Input data:

^^^^

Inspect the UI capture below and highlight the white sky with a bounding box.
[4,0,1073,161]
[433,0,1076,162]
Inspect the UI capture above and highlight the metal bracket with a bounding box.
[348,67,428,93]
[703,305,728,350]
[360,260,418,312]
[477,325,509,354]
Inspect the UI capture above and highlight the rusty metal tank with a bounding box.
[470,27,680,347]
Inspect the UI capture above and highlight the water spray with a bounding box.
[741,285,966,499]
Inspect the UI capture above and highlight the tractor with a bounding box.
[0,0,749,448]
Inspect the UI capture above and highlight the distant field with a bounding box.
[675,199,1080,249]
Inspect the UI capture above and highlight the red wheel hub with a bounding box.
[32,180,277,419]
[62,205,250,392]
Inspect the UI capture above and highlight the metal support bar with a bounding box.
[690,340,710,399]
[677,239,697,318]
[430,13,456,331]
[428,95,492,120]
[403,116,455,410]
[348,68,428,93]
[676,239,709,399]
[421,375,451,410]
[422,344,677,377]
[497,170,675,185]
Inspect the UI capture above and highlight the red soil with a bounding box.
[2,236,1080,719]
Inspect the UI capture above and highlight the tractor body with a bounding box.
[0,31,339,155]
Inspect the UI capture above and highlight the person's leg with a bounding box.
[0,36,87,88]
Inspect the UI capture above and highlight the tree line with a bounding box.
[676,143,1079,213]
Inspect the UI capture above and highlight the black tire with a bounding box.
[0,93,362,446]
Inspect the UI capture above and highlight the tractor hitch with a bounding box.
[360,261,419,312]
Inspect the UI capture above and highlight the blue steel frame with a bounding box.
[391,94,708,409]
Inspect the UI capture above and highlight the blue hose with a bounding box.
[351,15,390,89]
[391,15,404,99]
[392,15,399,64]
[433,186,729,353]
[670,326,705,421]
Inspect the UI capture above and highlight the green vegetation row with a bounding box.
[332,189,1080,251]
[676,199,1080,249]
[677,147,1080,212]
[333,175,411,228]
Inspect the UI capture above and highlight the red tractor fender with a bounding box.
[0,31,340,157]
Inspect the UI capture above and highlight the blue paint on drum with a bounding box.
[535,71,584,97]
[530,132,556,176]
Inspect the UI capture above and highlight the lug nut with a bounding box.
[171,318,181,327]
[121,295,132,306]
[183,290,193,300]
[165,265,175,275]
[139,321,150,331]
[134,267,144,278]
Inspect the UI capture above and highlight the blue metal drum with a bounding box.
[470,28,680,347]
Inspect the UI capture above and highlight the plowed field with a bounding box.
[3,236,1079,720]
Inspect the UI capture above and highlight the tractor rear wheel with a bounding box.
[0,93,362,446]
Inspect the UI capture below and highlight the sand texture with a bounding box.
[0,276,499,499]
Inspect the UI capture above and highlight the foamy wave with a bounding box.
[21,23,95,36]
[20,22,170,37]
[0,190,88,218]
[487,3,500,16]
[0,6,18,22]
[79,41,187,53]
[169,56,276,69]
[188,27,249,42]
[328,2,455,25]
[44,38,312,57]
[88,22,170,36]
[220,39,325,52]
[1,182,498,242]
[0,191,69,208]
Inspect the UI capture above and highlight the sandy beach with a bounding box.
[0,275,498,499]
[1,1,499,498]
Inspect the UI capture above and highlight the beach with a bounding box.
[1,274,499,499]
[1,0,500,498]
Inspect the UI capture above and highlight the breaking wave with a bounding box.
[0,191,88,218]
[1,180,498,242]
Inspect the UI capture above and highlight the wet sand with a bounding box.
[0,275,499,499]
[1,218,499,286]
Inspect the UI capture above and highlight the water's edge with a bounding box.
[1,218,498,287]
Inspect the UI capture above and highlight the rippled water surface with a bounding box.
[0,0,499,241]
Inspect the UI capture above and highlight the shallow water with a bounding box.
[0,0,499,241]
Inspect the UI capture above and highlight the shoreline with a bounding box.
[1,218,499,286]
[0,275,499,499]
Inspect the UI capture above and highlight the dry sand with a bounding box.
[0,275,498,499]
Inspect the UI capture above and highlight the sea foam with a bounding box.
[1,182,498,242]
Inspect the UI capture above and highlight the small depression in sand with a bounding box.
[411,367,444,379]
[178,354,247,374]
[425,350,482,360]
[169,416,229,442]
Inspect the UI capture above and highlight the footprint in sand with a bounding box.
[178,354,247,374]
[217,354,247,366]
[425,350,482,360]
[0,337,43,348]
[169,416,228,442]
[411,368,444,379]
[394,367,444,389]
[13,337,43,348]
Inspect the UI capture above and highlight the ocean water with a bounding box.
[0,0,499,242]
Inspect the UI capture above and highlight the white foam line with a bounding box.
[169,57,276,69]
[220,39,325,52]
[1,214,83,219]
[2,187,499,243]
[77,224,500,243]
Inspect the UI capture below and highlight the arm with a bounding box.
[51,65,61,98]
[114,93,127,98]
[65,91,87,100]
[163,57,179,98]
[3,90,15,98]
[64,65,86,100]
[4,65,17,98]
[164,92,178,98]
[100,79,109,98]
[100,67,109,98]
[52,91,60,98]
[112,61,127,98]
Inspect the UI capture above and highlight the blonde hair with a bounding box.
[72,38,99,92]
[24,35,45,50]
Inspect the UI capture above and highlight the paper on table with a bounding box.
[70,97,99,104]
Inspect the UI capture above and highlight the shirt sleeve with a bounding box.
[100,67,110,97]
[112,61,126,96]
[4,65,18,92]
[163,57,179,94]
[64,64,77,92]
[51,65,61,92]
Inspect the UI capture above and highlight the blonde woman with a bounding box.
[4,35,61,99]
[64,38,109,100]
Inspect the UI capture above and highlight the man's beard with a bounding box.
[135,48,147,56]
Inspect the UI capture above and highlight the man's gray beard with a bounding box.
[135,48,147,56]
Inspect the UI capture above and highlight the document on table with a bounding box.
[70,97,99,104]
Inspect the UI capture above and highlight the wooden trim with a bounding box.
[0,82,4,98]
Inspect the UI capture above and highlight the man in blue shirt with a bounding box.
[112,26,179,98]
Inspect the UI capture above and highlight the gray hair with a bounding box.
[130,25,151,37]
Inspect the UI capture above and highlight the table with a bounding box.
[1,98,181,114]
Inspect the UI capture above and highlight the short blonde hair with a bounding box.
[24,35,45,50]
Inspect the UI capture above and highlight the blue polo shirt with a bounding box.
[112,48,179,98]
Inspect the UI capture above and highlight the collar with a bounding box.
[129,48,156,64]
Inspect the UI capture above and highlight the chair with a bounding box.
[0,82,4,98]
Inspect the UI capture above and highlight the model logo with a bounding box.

^^^^

Task requirements: Generate an exact reproduction of all entries.

Result for this exercise:
Inspect the UI capture below and highlight the white sky with a bounding box.
[4,0,1073,161]
[433,0,1076,162]
Inspect the UI capture above and highlight the metal bracket with a bounding box.
[348,67,428,93]
[703,305,728,350]
[360,260,418,312]
[477,325,509,354]
Inspect the UI capture above and highlight the rusty metal tank with a bounding box.
[470,27,680,347]
Inspect the UI capture above and highlight the water spray with a bounding box.
[741,285,966,499]
Inspect the UI capture above and highlight the tractor with a bounding box.
[0,0,749,448]
Inspect the UI capture above and highlight the distant field with a bounding box.
[675,199,1080,249]
Inspect the UI capture above and highlight the red wheel hub with a bounding box.
[32,180,277,419]
[62,205,250,392]
Inspect the UI capture above and highlight the metal support bar with a bounding box.
[690,340,710,399]
[677,239,697,318]
[430,13,456,331]
[428,95,492,120]
[403,116,455,410]
[348,68,428,93]
[676,239,709,399]
[421,375,451,410]
[422,344,677,377]
[497,170,675,185]
Inspect the UI capture above and highlight the red soil with a bounding box.
[2,236,1080,719]
Inspect the UI capture above and highlight the tractor body with a bounding box.
[0,31,339,155]
Inspect the UI capture above and highlight the person's leg with a bounding box.
[0,36,87,88]
Inspect the UI capture above and highlight the tree line with a bounding box.
[676,143,1079,213]
Inspect the UI capture above and highlight the black tire with a bounding box.
[0,93,362,446]
Inspect the UI capture above and highlight the tractor hitch with a bounding box.
[360,261,419,312]
Inspect the UI capture above and highlight the blue steel frame with a bounding box.
[391,94,708,409]
Inspect the UI capture above and highlight the blue hose with a bounding box.
[351,15,390,89]
[391,15,404,99]
[392,15,399,64]
[433,186,729,353]
[670,326,705,421]
Inspect the UI capture above and highlight the green vegetation row with a bounding box.
[332,189,1080,251]
[676,199,1080,249]
[677,147,1080,212]
[333,175,411,228]
Inspect the UI capture above and highlight the red tractor fender with a bounding box.
[0,31,340,157]
Inspect the UI capture above and highlight the blue paint on drum with a bounding box.
[535,71,584,97]
[530,132,556,176]
Inspect the UI capture above and highlight the lug nut with a bounding box.
[171,318,181,327]
[121,295,132,306]
[183,290,193,300]
[165,265,175,275]
[139,321,150,331]
[134,267,144,278]
Inspect the UI capture above and highlight the blue metal drum with a bounding box.
[470,28,680,347]
Inspect the UI capture above and highlight the plowed field with a bounding box.
[3,236,1079,720]
Inspect the UI capture above and highlight the tractor rear wheel with a bounding box.
[0,93,362,446]
Inspect the UI capture below and highlight the sand texture with a bounding box.
[0,276,499,499]
Inspect the UI capture above and highlight the foamy wave with a bounding box.
[21,23,95,36]
[20,22,170,37]
[0,190,88,218]
[487,3,500,16]
[0,6,18,22]
[79,41,187,53]
[169,56,276,69]
[188,27,249,42]
[328,2,455,25]
[44,38,312,57]
[88,22,170,36]
[220,39,325,52]
[1,182,498,242]
[0,191,69,208]
Inspect the UI capture above and highlight the sandy beach with a bounding box.
[0,275,498,499]
[1,1,499,498]
Inspect the UI capture above and highlight the beach with a bounding box.
[1,274,499,499]
[1,0,500,498]
Inspect the UI capture above and highlight the breaking wave with a bounding box.
[0,191,88,218]
[1,180,498,242]
Inspect the UI capture above and highlight the wet sand with a bounding box.
[0,275,499,499]
[1,218,499,286]
Inspect the UI capture above and highlight the water's edge with a bounding box.
[1,218,498,287]
Inspect the UI capture above and highlight the rippled water surface with a bounding box.
[0,0,499,241]
Inspect the UI capture above and highlight the shallow water with a bounding box.
[0,0,499,241]
Inspect the UI capture above and highlight the shoreline with a bounding box.
[1,218,499,286]
[0,275,499,499]
Inspect the UI capture above and highlight the dry sand with a bounding box.
[0,275,498,499]
Inspect the UI capture above and highlight the sea foam with a bounding box.
[1,182,498,242]
Inspect the UI capture above and highlight the small depression in sand with a bounding box.
[411,367,444,379]
[178,354,247,374]
[425,350,482,360]
[169,416,229,442]
Inspect the UI capture above and highlight the footprint in sand with a bounding box.
[178,354,247,374]
[217,354,247,366]
[425,350,482,360]
[0,337,43,348]
[169,416,228,442]
[411,368,444,379]
[394,367,444,389]
[13,337,43,348]
Inspect the UI capture above and highlight the ocean water with a bounding box.
[0,0,499,242]
Inspect the UI capture above and highlight the white foam line with a bounding box.
[169,57,276,69]
[220,39,325,52]
[1,214,83,219]
[2,187,499,243]
[77,224,500,243]
Inspect the UI capture below and highlight the arm with a bounding box.
[51,65,61,98]
[114,93,127,98]
[65,91,87,100]
[163,57,179,98]
[3,90,15,98]
[64,65,86,100]
[4,65,17,98]
[164,92,178,98]
[100,79,109,98]
[100,67,109,98]
[52,91,60,98]
[112,61,127,98]
Inspect the UI capture above and highlight the blonde hair with a bounding box.
[72,38,99,92]
[24,35,45,50]
Inspect the UI capture above and highlight the paper on table with a bounding box.
[70,97,99,104]
Inspect the UI capture above and highlight the shirt sleeve with a bounding box.
[100,67,110,97]
[112,61,126,96]
[4,65,18,92]
[163,57,179,94]
[64,64,77,92]
[51,65,61,92]
Inspect the UI capture above and highlight the blonde woman with a bounding box.
[4,35,61,99]
[64,38,109,100]
Inspect the UI capture above and highlight the man's beard with a bounding box.
[135,48,147,56]
Inspect the UI capture above and highlight the man's gray beard with a bounding box.
[135,48,147,56]
Inspect the UI capture above and highlight the document on table with a bounding box.
[70,97,99,104]
Inspect the UI capture above and highlight the wooden trim with a bounding box.
[0,82,4,98]
Inspect the UI capture above and highlight the man in blue shirt with a bounding box.
[112,26,179,98]
Inspect the UI capture above and highlight the gray hair with a bounding box.
[130,25,151,37]
Inspect the UI capture above and highlight the table with a bounding box.
[1,98,181,114]
Inspect the UI capture above and highlight the short blonde hair with a bounding box.
[24,35,45,50]
Inspect the UI capture above and highlight the blue polo shirt with a bounding box.
[112,48,179,98]
Inspect the UI capture above and highlight the collar with a bounding box.
[129,48,156,64]
Inspect the UI capture above and highlight the chair with a bounding box.
[0,82,4,98]
Inspect the UI capture above and highlight the model logo with a bounding box.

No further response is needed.